▶ Exercise
State how many lines of the listing below contain the word "cobblestone", treating case as significant. Give only the number.

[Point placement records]
----------------

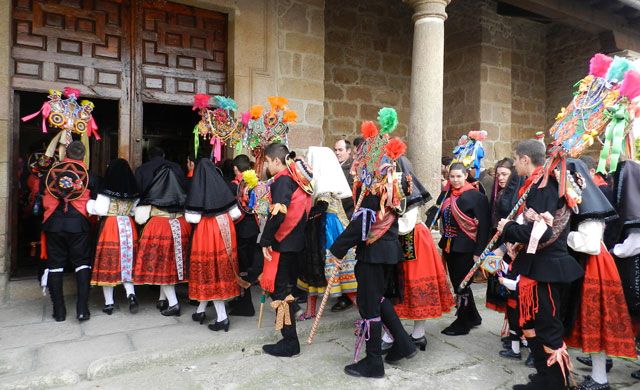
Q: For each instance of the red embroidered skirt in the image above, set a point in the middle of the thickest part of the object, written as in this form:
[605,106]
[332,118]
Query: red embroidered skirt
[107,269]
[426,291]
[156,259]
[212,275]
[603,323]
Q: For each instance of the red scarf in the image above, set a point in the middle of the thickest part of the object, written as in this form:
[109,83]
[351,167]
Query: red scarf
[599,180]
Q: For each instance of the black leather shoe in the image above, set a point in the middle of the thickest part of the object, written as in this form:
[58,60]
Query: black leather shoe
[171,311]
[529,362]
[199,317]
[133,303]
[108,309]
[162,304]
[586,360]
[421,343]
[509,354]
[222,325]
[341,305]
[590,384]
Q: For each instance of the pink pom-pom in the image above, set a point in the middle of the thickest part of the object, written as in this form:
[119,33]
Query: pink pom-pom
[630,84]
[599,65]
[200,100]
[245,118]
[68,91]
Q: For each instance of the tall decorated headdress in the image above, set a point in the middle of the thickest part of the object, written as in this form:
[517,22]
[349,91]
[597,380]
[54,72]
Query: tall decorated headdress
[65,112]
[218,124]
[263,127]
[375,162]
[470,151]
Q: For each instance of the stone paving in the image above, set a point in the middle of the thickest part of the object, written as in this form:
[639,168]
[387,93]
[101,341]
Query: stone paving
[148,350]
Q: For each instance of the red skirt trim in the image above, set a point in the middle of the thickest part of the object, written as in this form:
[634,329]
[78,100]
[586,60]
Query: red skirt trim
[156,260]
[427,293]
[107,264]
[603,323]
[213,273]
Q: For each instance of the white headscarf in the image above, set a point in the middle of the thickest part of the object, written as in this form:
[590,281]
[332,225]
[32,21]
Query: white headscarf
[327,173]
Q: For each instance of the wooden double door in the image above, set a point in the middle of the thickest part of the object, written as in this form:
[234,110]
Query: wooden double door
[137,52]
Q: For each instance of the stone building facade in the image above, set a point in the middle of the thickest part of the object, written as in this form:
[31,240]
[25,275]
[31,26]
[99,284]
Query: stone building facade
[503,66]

----------------

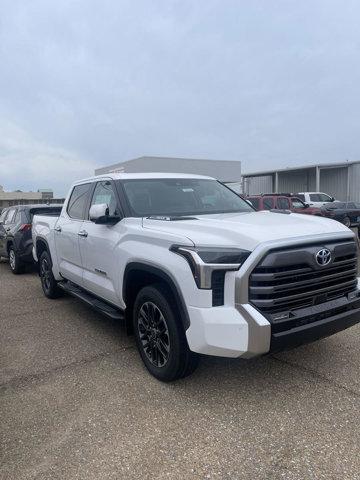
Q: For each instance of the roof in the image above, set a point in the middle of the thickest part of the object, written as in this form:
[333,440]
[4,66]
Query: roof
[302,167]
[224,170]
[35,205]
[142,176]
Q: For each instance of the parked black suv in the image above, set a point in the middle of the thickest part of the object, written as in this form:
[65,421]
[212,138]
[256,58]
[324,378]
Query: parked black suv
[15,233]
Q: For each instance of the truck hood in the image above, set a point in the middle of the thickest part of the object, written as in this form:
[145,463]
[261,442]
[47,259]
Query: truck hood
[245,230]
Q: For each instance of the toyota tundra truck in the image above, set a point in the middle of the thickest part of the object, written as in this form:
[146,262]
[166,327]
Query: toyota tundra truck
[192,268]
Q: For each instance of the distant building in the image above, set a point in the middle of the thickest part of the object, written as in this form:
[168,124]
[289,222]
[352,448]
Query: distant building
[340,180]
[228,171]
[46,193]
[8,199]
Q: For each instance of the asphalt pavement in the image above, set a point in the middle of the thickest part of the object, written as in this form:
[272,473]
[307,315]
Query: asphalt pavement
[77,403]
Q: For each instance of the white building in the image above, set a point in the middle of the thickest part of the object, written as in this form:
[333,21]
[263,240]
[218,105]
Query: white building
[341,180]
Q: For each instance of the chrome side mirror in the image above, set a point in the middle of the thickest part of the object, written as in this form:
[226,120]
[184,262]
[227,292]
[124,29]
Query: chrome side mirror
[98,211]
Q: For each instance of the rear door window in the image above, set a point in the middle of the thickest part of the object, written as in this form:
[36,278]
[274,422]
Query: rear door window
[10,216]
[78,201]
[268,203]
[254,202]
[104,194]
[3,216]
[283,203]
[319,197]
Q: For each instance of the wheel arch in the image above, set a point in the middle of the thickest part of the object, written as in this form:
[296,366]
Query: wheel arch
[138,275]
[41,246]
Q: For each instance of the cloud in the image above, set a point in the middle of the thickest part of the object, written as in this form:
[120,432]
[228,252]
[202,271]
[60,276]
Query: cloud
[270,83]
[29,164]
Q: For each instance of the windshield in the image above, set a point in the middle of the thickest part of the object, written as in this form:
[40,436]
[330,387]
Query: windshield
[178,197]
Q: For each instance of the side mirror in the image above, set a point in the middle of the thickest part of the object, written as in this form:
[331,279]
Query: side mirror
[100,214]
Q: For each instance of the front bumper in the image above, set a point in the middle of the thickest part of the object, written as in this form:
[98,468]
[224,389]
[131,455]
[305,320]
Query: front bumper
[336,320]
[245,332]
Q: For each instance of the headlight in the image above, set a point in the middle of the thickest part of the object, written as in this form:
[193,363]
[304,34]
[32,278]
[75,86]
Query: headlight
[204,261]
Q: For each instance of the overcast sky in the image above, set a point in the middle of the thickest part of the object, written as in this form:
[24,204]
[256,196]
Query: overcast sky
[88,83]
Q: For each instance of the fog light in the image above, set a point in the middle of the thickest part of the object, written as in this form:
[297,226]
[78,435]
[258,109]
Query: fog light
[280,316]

----------------

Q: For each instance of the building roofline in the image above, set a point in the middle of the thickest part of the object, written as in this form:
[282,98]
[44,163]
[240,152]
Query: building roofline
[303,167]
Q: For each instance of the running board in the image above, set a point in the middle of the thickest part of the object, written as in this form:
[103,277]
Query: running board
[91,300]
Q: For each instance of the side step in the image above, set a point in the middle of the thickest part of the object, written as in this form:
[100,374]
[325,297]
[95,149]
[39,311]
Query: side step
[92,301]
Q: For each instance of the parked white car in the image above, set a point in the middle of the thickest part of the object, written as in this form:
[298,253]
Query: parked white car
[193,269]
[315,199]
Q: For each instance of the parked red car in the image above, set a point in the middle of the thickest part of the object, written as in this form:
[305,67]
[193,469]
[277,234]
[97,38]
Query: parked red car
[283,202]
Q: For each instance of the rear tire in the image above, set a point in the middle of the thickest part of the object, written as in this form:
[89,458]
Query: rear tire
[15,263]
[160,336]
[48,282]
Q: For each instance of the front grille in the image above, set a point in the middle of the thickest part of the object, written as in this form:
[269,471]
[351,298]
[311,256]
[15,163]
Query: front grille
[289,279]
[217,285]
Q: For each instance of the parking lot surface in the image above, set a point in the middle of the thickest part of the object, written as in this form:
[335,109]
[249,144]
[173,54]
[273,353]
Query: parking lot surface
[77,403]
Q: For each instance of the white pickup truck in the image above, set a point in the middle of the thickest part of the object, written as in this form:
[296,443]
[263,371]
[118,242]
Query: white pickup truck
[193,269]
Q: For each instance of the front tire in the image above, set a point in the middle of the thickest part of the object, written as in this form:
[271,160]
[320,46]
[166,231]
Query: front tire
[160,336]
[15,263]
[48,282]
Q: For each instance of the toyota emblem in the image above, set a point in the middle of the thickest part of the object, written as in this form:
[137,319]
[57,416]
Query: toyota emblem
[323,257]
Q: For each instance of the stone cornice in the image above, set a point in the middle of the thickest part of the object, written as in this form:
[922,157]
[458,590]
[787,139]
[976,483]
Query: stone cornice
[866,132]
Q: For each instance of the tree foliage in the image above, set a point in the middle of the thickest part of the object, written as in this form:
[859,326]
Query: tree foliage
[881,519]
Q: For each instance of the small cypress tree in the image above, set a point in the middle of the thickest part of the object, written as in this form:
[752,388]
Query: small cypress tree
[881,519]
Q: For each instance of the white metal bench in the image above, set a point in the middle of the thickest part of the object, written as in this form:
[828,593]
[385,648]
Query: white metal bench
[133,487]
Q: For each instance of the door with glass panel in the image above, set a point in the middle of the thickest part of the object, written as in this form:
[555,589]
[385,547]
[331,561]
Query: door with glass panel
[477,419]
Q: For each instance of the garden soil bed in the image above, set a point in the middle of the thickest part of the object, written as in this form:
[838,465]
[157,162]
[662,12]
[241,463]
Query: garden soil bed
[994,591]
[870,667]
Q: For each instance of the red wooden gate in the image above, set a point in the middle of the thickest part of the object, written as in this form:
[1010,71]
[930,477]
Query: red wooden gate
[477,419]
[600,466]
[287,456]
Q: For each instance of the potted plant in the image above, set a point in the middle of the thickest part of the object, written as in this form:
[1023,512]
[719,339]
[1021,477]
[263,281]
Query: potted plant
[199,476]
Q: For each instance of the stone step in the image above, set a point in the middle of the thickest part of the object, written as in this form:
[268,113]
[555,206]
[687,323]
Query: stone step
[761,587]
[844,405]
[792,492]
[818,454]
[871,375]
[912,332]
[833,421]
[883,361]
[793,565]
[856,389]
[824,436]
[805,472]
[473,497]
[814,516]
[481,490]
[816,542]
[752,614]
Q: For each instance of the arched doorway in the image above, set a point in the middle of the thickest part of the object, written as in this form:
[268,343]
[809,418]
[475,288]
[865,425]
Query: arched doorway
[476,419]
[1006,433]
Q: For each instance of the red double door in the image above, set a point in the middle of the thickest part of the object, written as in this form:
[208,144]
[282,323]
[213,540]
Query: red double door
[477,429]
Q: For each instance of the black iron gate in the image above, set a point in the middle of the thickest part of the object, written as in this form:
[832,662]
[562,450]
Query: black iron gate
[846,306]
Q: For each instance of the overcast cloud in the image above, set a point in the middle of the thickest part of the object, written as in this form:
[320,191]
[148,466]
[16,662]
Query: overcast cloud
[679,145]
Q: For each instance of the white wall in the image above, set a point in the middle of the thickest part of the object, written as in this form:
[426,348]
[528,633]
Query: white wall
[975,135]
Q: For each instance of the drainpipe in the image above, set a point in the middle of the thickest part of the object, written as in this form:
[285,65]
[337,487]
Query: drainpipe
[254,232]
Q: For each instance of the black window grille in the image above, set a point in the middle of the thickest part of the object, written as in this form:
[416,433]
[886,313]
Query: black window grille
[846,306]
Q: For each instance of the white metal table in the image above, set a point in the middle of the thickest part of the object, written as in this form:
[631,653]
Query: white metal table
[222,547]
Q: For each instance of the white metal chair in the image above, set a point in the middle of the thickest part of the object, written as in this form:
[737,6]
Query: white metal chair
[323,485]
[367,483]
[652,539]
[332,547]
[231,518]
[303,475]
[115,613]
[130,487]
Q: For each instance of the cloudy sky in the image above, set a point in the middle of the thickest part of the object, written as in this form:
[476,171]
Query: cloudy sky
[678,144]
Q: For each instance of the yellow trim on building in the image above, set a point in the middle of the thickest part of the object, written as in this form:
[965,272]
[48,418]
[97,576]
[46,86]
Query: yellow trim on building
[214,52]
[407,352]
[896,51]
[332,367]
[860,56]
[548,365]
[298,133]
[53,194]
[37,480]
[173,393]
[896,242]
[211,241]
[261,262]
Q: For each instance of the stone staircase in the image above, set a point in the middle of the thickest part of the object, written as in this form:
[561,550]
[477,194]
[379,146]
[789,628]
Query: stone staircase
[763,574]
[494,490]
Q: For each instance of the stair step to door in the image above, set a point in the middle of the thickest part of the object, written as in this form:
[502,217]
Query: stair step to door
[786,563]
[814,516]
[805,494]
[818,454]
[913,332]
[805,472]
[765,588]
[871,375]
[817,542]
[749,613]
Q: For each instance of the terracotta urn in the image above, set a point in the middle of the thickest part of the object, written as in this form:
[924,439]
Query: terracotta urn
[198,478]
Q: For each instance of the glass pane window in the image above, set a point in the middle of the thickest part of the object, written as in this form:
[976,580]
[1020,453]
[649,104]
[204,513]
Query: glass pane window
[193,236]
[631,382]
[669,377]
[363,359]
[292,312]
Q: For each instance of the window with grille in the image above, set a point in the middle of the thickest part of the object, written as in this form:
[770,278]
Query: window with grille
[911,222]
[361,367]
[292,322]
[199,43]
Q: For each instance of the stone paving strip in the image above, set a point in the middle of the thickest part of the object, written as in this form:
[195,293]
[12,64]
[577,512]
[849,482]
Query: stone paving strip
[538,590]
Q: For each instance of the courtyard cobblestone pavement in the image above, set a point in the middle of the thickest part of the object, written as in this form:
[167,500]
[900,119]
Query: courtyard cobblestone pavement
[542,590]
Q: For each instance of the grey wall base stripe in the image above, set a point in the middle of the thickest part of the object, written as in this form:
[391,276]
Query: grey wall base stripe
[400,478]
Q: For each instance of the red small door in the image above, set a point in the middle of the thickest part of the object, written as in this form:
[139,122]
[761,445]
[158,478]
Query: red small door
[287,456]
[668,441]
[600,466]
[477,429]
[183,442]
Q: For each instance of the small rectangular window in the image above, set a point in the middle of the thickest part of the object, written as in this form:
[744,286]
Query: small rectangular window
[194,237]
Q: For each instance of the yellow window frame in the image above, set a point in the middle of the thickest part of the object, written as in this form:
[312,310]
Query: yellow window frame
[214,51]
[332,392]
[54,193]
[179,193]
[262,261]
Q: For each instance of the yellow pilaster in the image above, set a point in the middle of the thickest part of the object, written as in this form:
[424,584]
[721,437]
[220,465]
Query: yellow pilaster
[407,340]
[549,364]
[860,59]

----------------

▶ Answer to the exercise
2